- [Work to be completed]
Output the line with "One pin marks each instance of the stacked" and every following line to the end of the material, exactly as they appear.

──────── Provided entries ────────

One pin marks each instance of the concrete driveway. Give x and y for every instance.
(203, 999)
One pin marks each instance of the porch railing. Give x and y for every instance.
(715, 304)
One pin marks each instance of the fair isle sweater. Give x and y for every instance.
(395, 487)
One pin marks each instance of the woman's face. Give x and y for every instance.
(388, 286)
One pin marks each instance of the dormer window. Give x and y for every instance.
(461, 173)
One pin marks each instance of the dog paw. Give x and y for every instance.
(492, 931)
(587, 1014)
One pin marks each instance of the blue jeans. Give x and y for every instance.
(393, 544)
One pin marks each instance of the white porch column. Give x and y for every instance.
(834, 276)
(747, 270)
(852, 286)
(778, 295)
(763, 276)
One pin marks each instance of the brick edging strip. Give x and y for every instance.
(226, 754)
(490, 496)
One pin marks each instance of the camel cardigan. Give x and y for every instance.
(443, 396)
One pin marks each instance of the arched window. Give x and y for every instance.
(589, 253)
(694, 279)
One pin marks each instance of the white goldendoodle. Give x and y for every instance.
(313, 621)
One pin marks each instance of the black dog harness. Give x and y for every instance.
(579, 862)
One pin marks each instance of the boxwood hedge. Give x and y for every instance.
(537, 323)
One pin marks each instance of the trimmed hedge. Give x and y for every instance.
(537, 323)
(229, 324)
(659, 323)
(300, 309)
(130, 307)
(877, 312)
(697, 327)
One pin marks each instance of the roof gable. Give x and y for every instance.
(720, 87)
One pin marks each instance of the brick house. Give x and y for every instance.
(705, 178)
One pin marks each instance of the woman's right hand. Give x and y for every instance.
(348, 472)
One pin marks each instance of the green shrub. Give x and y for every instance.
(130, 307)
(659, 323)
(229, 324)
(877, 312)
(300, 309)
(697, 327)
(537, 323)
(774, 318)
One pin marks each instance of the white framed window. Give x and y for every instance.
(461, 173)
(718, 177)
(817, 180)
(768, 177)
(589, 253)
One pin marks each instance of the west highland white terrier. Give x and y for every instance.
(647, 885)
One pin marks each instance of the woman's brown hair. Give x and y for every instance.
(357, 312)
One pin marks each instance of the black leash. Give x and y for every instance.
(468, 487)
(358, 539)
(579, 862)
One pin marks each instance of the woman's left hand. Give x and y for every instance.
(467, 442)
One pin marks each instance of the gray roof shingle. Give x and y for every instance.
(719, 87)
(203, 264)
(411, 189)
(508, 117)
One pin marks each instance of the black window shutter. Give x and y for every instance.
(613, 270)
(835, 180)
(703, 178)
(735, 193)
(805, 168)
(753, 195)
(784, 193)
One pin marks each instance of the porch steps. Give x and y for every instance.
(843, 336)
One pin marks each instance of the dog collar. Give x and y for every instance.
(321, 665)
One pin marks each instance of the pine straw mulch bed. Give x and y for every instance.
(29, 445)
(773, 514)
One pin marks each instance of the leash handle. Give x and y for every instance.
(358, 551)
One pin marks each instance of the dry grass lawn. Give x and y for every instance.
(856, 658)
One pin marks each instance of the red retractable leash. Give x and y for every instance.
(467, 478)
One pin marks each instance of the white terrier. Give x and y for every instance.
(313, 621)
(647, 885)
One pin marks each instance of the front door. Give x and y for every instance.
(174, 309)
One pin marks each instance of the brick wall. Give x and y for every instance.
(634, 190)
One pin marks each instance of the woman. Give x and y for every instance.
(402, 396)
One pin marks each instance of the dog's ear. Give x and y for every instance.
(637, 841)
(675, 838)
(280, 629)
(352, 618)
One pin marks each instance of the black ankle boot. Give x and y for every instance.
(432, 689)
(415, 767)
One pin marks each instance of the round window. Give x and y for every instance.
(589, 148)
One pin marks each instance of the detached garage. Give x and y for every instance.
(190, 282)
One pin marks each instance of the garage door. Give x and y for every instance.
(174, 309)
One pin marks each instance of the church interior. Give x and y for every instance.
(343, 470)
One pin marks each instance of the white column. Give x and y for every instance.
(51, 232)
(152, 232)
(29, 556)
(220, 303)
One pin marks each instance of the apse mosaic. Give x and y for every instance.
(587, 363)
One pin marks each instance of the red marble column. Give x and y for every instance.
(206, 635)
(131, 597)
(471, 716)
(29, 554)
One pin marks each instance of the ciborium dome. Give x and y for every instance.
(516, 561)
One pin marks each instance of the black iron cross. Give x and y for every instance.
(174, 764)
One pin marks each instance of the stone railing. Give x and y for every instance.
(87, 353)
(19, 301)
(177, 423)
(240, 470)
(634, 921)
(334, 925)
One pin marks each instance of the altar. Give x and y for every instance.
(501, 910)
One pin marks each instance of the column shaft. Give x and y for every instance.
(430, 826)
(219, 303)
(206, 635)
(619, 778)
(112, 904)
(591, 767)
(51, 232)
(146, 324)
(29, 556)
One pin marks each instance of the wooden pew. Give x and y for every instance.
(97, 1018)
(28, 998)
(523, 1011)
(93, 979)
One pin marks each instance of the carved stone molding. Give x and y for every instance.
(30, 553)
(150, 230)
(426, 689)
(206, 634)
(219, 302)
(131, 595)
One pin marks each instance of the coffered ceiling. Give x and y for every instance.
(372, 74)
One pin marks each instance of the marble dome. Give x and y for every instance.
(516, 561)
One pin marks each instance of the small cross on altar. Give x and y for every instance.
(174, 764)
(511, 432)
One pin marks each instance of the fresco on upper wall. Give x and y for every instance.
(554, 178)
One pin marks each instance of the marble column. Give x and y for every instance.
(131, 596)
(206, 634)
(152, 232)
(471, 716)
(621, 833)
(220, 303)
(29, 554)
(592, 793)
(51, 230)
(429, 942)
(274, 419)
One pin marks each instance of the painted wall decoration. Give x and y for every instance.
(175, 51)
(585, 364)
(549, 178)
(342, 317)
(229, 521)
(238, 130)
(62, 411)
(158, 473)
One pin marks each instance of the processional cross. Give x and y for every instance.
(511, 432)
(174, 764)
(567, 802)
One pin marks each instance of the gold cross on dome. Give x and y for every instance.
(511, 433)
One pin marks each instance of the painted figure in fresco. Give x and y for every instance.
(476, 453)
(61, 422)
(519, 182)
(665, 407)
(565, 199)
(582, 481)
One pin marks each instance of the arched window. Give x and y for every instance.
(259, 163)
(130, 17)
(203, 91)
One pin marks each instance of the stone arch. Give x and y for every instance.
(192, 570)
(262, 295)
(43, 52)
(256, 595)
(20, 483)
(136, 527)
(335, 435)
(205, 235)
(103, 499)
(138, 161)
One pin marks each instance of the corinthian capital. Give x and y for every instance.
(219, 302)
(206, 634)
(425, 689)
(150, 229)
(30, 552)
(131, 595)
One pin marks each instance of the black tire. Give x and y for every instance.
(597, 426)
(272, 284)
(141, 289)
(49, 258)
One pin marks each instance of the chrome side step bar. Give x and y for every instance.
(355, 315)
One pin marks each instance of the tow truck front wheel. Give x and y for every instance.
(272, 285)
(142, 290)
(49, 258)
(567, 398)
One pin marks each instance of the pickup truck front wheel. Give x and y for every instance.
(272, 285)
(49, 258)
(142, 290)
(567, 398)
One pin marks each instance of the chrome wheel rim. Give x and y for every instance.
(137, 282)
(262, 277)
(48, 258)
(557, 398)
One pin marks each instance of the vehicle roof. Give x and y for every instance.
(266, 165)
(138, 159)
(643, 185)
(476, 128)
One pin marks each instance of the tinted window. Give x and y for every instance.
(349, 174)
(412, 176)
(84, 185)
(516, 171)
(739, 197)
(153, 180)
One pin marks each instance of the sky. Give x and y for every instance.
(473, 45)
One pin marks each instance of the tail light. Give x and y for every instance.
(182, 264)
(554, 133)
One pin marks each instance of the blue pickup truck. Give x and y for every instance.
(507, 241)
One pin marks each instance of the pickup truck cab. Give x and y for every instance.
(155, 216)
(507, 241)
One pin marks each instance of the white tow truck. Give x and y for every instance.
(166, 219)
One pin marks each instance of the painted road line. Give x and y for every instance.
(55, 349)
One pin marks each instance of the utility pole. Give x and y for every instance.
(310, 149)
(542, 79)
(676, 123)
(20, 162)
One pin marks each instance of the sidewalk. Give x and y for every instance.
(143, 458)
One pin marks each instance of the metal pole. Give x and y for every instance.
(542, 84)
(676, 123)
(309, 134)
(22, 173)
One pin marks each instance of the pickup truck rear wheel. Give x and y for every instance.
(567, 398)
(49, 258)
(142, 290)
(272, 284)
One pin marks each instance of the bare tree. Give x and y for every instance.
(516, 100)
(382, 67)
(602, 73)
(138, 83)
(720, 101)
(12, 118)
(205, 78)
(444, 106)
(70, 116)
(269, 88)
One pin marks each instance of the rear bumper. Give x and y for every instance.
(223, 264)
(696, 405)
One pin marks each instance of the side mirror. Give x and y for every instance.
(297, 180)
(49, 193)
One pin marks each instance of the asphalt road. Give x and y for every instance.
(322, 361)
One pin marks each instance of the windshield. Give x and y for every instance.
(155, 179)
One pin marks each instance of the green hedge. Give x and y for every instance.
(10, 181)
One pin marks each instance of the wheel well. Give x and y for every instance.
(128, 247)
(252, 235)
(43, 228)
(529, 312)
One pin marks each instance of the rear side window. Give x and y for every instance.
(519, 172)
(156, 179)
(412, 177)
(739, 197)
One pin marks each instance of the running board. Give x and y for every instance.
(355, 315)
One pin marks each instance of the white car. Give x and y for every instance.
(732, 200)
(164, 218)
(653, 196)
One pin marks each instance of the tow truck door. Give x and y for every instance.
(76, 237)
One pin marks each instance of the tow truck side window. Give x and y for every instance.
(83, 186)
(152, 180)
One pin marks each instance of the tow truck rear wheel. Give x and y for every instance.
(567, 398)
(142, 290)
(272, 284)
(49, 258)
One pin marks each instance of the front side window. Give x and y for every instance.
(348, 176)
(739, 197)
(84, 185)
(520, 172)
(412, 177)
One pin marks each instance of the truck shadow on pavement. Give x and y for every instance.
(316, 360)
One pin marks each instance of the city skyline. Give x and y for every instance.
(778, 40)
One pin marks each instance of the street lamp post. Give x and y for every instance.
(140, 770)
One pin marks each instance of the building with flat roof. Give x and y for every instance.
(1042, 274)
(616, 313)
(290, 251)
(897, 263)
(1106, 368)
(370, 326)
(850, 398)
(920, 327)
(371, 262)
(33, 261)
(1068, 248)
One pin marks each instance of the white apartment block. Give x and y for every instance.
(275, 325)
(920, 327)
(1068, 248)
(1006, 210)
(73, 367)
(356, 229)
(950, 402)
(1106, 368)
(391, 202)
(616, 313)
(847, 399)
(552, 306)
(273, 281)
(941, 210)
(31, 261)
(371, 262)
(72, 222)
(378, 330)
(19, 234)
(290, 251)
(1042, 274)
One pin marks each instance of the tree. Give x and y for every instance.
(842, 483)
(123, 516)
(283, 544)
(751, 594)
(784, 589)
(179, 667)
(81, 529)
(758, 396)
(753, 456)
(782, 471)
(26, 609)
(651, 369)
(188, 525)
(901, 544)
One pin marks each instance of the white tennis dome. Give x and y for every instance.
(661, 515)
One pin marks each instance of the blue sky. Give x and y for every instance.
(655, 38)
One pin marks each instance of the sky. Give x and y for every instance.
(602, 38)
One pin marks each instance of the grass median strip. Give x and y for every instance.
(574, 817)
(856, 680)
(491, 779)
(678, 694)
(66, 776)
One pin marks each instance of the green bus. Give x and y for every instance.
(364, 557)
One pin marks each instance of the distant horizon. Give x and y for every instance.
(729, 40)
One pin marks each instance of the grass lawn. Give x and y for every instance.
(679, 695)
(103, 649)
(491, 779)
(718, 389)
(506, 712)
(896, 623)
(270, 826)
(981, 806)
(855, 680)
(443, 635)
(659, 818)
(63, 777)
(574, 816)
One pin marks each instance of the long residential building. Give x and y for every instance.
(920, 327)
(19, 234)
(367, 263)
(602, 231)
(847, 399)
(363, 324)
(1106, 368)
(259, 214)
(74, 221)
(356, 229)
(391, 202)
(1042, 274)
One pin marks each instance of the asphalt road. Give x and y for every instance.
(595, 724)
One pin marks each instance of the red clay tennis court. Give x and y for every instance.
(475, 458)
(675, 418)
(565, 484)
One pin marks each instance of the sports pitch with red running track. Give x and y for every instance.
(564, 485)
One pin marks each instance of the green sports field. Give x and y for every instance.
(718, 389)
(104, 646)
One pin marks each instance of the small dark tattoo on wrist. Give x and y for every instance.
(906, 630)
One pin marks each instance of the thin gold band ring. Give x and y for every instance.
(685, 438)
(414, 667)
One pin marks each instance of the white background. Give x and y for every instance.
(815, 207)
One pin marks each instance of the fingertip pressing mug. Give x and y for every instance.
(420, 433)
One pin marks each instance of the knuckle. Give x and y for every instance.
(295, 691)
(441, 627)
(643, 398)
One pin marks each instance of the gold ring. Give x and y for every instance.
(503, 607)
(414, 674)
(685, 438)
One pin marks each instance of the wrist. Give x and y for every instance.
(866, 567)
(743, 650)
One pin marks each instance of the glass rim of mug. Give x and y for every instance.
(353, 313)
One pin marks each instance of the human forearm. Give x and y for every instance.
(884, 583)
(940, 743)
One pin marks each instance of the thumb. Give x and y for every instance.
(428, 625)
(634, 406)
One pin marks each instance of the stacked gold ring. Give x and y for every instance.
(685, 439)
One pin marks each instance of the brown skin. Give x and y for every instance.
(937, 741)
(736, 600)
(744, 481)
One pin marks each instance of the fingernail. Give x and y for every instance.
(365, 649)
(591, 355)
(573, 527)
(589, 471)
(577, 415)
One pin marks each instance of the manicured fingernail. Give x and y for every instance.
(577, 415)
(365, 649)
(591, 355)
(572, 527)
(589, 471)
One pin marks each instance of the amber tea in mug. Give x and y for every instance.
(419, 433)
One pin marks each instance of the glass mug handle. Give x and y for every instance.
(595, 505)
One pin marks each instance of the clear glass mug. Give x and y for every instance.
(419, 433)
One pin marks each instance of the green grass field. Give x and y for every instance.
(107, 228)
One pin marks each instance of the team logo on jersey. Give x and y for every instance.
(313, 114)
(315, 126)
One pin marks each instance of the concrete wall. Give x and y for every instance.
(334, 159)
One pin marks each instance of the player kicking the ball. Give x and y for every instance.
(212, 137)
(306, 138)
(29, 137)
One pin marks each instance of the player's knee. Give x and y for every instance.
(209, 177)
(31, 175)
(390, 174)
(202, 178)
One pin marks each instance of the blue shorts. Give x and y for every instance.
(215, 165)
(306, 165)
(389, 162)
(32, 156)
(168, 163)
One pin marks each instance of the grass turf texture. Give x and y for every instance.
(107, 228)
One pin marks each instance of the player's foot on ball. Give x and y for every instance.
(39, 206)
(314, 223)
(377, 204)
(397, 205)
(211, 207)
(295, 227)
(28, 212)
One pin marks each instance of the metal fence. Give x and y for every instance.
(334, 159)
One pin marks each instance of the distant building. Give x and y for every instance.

────────

- [Exercise output]
One pin marks each instance of the stacked gold ring. Give x and y for every instance.
(685, 439)
One pin marks each instance of the brown skin. Give x and y for every instance.
(937, 741)
(736, 600)
(744, 481)
One pin marks each instance of the fingernail. Give x and y for every instance.
(365, 649)
(591, 355)
(573, 527)
(589, 471)
(577, 415)
One pin marks each instance of the manicured fingernail. Give x and y for every instance.
(577, 415)
(365, 649)
(591, 355)
(572, 527)
(589, 471)
One pin marks each instance of the amber tea in mug. Give x and y for every instance.
(419, 433)
One pin marks each instance of the glass mug handle. Give x and y for every instance.
(595, 505)
One pin marks each instance of the clear glass mug. Give x and y for every instance.
(419, 433)
One pin marks each instance of the green grass field. Give x and y for every instance.
(107, 228)
One pin marks each instance of the team logo on jersey. Give x and y for every instance.
(313, 114)
(315, 126)
One pin marks each instance of the concrete wall. Give x and y for every instance.
(334, 159)
One pin marks each instance of the player kicking the ball. Give x and y for every instance.
(212, 137)
(306, 138)
(29, 137)
One pin marks each instance of the player's knee. Give x and y for every instance.
(209, 177)
(31, 175)
(390, 174)
(202, 178)
One pin marks each instance of the blue shorts. Give x and y for every instance.
(215, 165)
(306, 165)
(389, 162)
(32, 156)
(168, 163)
One pin marks each instance of the grass turf texture. Give x and y for every instance.
(107, 228)
One pin marks each instance of the player's foot on ball. Give x and y for every instance.
(39, 206)
(314, 223)
(377, 204)
(397, 205)
(211, 207)
(295, 227)
(28, 212)
One pin marks each instance of the metal fence. Give x and y for every instance.
(334, 159)
One pin marks each instance of the distant building. Give x and y for every instance.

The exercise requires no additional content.